ENTRIES SHOWN:
______

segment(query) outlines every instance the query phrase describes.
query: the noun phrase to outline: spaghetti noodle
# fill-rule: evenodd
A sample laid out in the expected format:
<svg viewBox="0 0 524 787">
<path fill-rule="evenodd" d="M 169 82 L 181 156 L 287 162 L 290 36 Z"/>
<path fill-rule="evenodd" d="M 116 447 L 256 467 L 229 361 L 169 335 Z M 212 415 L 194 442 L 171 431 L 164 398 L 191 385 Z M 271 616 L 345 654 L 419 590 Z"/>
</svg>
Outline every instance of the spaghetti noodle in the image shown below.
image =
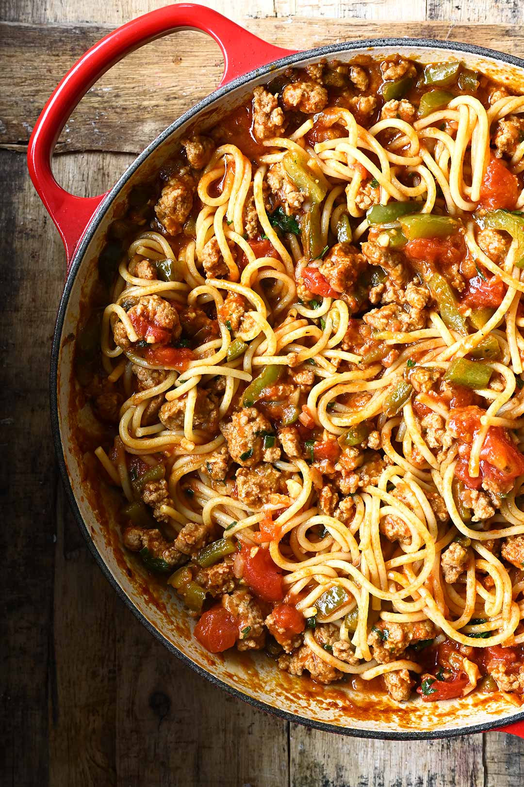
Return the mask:
<svg viewBox="0 0 524 787">
<path fill-rule="evenodd" d="M 113 226 L 95 454 L 212 652 L 522 696 L 522 113 L 459 63 L 316 64 Z"/>
</svg>

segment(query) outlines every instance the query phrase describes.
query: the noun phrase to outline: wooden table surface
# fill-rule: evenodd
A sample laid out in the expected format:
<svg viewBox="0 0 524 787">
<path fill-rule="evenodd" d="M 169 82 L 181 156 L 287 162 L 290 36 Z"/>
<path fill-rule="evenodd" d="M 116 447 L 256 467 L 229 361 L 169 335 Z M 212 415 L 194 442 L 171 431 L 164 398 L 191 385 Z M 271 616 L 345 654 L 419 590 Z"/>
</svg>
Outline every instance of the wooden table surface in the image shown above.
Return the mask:
<svg viewBox="0 0 524 787">
<path fill-rule="evenodd" d="M 7 512 L 0 782 L 522 787 L 524 741 L 509 735 L 407 743 L 345 738 L 289 724 L 213 687 L 169 656 L 119 600 L 68 510 L 47 394 L 65 258 L 24 152 L 40 109 L 74 60 L 109 29 L 162 5 L 0 2 L 0 336 L 8 386 L 0 414 Z M 425 35 L 524 53 L 522 0 L 207 5 L 282 46 Z M 179 33 L 135 53 L 91 89 L 67 124 L 54 161 L 58 181 L 80 196 L 108 188 L 221 72 L 217 47 L 200 34 Z"/>
</svg>

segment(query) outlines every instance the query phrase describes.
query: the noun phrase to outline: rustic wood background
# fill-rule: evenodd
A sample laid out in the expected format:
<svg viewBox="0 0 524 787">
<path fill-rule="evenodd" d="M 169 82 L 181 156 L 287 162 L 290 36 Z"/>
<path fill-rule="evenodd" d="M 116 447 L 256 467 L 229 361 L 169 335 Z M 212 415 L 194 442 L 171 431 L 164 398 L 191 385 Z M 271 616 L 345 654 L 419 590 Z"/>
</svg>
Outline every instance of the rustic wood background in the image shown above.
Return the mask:
<svg viewBox="0 0 524 787">
<path fill-rule="evenodd" d="M 0 781 L 13 787 L 522 787 L 524 741 L 509 735 L 427 743 L 344 738 L 288 724 L 214 688 L 169 656 L 117 599 L 68 510 L 47 401 L 65 260 L 24 151 L 45 100 L 76 57 L 109 29 L 162 5 L 0 0 L 0 336 L 8 388 L 0 414 Z M 524 53 L 522 0 L 208 5 L 282 46 L 397 35 Z M 54 162 L 59 182 L 81 196 L 109 187 L 221 72 L 216 45 L 192 32 L 150 44 L 115 66 L 62 134 Z"/>
</svg>

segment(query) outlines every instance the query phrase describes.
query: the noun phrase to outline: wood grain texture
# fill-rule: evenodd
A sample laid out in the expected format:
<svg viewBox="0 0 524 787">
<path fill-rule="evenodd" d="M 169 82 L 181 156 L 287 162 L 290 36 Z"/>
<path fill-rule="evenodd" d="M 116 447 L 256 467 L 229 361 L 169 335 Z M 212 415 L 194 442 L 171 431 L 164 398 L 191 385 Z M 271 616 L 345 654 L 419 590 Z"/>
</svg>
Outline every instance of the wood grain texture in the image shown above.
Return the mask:
<svg viewBox="0 0 524 787">
<path fill-rule="evenodd" d="M 108 29 L 161 5 L 2 0 L 0 18 L 12 24 L 2 26 L 6 67 L 0 69 L 0 142 L 10 149 L 0 150 L 0 335 L 8 387 L 0 414 L 0 489 L 2 512 L 14 527 L 4 543 L 0 785 L 522 787 L 524 741 L 511 736 L 348 739 L 288 725 L 215 689 L 135 619 L 72 521 L 57 480 L 46 382 L 64 255 L 21 153 L 39 108 L 74 59 Z M 478 0 L 474 7 L 457 0 L 255 0 L 248 18 L 239 0 L 208 5 L 282 46 L 387 33 L 524 50 L 522 28 L 512 26 L 524 21 L 516 0 Z M 290 13 L 311 18 L 292 26 Z M 333 15 L 340 18 L 326 18 Z M 440 21 L 425 22 L 426 16 Z M 464 24 L 477 17 L 493 24 Z M 394 21 L 373 21 L 387 18 Z M 408 18 L 418 21 L 399 21 Z M 221 72 L 214 44 L 189 31 L 115 67 L 68 124 L 64 154 L 54 162 L 59 182 L 80 195 L 107 188 Z M 151 95 L 155 79 L 161 84 Z"/>
<path fill-rule="evenodd" d="M 299 42 L 304 49 L 385 34 L 382 23 L 362 20 L 330 20 L 327 24 L 323 19 L 295 18 L 291 25 L 270 19 L 247 19 L 243 24 L 278 46 L 295 46 Z M 110 29 L 110 25 L 0 25 L 6 64 L 0 72 L 0 146 L 25 146 L 54 86 L 85 49 Z M 518 26 L 395 22 L 388 25 L 387 34 L 489 43 L 503 51 L 524 50 L 524 27 Z M 43 72 L 44 61 L 48 68 Z M 217 87 L 222 68 L 217 45 L 202 33 L 183 31 L 148 44 L 113 66 L 91 89 L 66 124 L 57 152 L 139 153 Z"/>
</svg>

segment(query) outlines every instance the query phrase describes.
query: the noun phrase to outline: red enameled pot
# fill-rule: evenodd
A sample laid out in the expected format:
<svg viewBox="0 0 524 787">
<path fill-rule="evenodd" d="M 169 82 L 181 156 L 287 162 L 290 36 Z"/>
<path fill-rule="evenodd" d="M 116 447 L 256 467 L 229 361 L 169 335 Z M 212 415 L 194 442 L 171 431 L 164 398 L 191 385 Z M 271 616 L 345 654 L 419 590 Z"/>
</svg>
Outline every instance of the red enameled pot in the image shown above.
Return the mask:
<svg viewBox="0 0 524 787">
<path fill-rule="evenodd" d="M 70 113 L 108 68 L 143 44 L 179 29 L 213 36 L 224 55 L 224 76 L 215 92 L 172 124 L 136 158 L 106 194 L 82 198 L 62 189 L 53 176 L 53 150 Z M 321 730 L 367 737 L 432 738 L 504 729 L 524 737 L 524 712 L 504 697 L 474 693 L 459 702 L 398 704 L 390 698 L 355 691 L 349 684 L 321 686 L 307 678 L 281 672 L 263 654 L 240 658 L 214 656 L 191 637 L 193 622 L 175 595 L 148 590 L 147 577 L 121 548 L 113 524 L 117 502 L 107 490 L 86 478 L 76 439 L 87 412 L 76 396 L 73 345 L 82 305 L 97 274 L 96 260 L 108 227 L 121 215 L 130 190 L 158 172 L 178 140 L 194 127 L 205 130 L 240 104 L 257 84 L 290 65 L 321 57 L 351 59 L 368 53 L 383 57 L 400 52 L 419 61 L 460 59 L 468 67 L 521 85 L 524 61 L 466 44 L 427 39 L 348 41 L 308 52 L 283 50 L 262 41 L 211 9 L 191 4 L 168 6 L 110 33 L 80 57 L 47 102 L 32 132 L 28 152 L 35 187 L 65 246 L 68 276 L 57 320 L 51 358 L 51 414 L 58 461 L 87 545 L 117 592 L 143 625 L 166 648 L 200 674 L 257 707 Z"/>
</svg>

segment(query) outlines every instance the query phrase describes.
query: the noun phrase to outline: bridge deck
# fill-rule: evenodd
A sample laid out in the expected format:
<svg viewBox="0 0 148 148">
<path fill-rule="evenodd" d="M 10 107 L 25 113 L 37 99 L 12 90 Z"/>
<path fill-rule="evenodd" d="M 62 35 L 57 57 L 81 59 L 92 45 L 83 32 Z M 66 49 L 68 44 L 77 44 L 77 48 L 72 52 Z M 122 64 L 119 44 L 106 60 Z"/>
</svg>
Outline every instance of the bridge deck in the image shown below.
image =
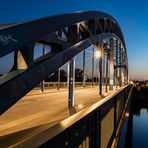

______

EXERCISE REQUIREMENTS:
Show each line of the material that contains the string "texture", copied in full.

ANSWER TO THIS EXERCISE:
query: the noun phrase to outline: wood grain texture
Outline every instance of the wood grain texture in the image shown above.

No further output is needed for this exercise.